[Region outline lines]
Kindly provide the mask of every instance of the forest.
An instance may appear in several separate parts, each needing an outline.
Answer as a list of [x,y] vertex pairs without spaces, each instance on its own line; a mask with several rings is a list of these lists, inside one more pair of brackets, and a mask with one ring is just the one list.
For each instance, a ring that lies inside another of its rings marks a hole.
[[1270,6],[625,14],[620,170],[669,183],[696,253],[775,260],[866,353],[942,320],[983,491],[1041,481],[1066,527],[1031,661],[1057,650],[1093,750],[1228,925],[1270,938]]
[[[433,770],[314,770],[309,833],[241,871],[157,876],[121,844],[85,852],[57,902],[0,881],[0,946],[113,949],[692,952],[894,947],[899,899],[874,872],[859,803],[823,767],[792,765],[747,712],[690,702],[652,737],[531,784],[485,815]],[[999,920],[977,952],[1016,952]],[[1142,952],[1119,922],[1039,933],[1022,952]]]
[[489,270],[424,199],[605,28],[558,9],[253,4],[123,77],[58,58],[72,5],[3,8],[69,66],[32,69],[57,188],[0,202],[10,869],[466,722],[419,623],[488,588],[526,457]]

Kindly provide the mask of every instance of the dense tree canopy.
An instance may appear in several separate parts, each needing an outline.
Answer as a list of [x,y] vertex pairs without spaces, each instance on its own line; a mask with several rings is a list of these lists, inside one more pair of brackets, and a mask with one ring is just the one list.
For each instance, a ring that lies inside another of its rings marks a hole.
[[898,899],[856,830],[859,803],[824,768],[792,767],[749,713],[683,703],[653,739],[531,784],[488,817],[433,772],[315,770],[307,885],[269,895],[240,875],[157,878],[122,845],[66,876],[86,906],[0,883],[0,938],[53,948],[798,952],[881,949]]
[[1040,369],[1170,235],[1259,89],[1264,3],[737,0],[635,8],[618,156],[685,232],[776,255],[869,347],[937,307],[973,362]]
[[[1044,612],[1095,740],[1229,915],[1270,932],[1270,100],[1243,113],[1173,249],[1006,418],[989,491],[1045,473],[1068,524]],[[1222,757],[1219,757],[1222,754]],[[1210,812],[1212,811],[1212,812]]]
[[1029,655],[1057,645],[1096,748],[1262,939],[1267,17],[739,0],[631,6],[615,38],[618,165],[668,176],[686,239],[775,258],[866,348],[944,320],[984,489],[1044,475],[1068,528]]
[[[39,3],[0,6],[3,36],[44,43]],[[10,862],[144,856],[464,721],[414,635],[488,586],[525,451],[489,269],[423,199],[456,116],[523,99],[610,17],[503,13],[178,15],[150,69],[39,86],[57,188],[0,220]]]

JOB:
Write out all of the lines above again, changing "Kindly provide" to "Please give" wherever it occurs and leaving everything else as it is.

ANSWER IN FULL:
Please give the mask of every instance of the forest.
An instance may appear in several separate parts, each needing an outline.
Answer as a list of [x,y] vertex pairs without spaces, each instance on its own line; a mask with several rings is a list of these lists, inside one more pair of brackets, and a mask with one ring is just the one list.
For each instance, a ring that lies inside another of its rings marks a hole.
[[1270,6],[625,14],[620,170],[669,183],[696,253],[775,260],[866,353],[942,320],[983,491],[1041,481],[1066,527],[1031,661],[1057,650],[1093,750],[1228,925],[1270,938]]
[[[433,770],[314,770],[309,833],[241,871],[157,876],[121,844],[85,852],[57,902],[0,881],[0,946],[113,949],[692,952],[894,947],[899,899],[874,872],[859,803],[823,767],[792,765],[747,712],[690,702],[652,737],[531,784],[485,815]],[[999,920],[977,952],[1016,952]],[[1142,952],[1119,922],[1039,933],[1022,952]]]
[[489,270],[424,199],[605,28],[558,9],[253,4],[123,77],[58,58],[72,5],[3,8],[69,66],[32,69],[57,188],[0,202],[10,869],[466,722],[419,623],[488,588],[526,457]]

Please give the mask of every instance of the dense tree canopy.
An instance may appear in several separate parts, each needing an outline.
Answer as a list of [x,y] vertex pairs without spaces, each instance on its own line; a mask with several rings is a list of these lists, inside one more pair of brackets, and a mask with one ring is just the one list.
For each instance, a ring that lies inside another of its rings marks a hole.
[[898,899],[856,830],[859,803],[824,768],[792,767],[749,713],[683,703],[653,739],[531,784],[488,817],[433,772],[315,770],[307,885],[269,895],[240,875],[157,878],[122,845],[66,876],[86,906],[0,883],[0,938],[53,948],[798,952],[881,949]]
[[1040,369],[1170,235],[1259,89],[1264,3],[737,0],[635,8],[618,156],[685,232],[776,255],[869,347],[937,307],[973,362]]
[[[1044,612],[1095,740],[1229,915],[1270,932],[1270,100],[1243,113],[1173,249],[1006,418],[989,491],[1045,473],[1068,524]],[[1222,757],[1219,757],[1222,754]],[[1210,812],[1212,811],[1212,812]]]
[[1029,655],[1057,645],[1096,748],[1262,939],[1267,17],[739,0],[631,6],[615,38],[618,165],[668,176],[686,239],[775,258],[866,348],[944,320],[984,489],[1044,475],[1068,528]]
[[[39,3],[0,6],[3,36],[44,43]],[[10,862],[144,856],[464,721],[414,635],[488,586],[525,451],[489,269],[423,199],[456,116],[523,99],[610,17],[503,13],[178,15],[150,69],[39,86],[57,188],[0,220]]]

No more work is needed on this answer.